┌──

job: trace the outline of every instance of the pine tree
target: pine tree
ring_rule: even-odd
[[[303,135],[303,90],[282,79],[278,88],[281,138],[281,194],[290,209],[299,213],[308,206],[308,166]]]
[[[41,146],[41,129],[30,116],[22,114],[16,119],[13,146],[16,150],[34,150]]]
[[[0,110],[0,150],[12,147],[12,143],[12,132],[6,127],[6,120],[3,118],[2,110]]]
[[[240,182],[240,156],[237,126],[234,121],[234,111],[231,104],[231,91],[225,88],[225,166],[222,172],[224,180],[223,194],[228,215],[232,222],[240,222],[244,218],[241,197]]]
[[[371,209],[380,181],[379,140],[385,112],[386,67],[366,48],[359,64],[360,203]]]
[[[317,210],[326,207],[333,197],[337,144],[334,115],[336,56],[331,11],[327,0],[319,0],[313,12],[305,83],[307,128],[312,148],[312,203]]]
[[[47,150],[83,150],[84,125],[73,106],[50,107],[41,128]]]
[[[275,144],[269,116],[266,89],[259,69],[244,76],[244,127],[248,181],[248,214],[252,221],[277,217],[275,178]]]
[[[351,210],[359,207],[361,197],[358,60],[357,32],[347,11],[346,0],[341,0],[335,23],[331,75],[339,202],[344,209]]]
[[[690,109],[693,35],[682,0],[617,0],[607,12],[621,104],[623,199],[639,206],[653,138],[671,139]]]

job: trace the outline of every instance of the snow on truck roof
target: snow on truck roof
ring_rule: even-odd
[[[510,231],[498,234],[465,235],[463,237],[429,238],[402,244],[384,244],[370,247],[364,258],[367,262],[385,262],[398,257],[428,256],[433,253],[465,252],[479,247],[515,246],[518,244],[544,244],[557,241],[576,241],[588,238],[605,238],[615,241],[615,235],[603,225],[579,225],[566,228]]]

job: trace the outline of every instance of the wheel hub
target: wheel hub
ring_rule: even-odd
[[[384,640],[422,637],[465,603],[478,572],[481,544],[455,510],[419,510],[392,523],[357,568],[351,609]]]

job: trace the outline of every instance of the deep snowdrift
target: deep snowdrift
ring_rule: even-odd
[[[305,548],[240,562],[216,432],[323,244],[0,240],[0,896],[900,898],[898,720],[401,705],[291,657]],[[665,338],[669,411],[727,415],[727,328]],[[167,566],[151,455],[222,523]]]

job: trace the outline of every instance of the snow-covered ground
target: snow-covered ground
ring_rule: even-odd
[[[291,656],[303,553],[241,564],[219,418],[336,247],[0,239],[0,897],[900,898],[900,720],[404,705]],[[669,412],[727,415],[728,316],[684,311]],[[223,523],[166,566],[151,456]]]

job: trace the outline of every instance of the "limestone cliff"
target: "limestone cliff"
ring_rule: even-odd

└──

- _Assignment_
Keep only the lines from the one containing "job: trace the outline of every instance of the wheel" through the final line of the records, and transcribe them exactly.

- _Problem solution_
job: trace the outline of every instance of the wheel hub
target: wheel hub
ring_rule: even-odd
[[[384,640],[422,637],[465,603],[478,572],[481,544],[455,510],[419,510],[392,523],[357,568],[351,609]]]

job: trace the outline of every instance of the deep snowdrift
target: deep snowdrift
ring_rule: even-odd
[[[305,548],[240,562],[216,432],[323,244],[0,240],[0,896],[900,898],[898,720],[401,705],[291,657]],[[665,338],[669,411],[727,415],[727,328]],[[167,566],[151,455],[222,523]]]

job: trace the outline of every instance of the snow-covered ground
target: snow-covered ground
ring_rule: even-odd
[[[291,656],[303,553],[241,564],[219,418],[336,247],[0,239],[0,897],[900,898],[900,720],[404,705]],[[669,412],[727,415],[728,316],[684,311]],[[223,523],[166,566],[151,456]]]

job: trace the outline of every instance of the "limestone cliff"
target: "limestone cliff"
ring_rule: even-odd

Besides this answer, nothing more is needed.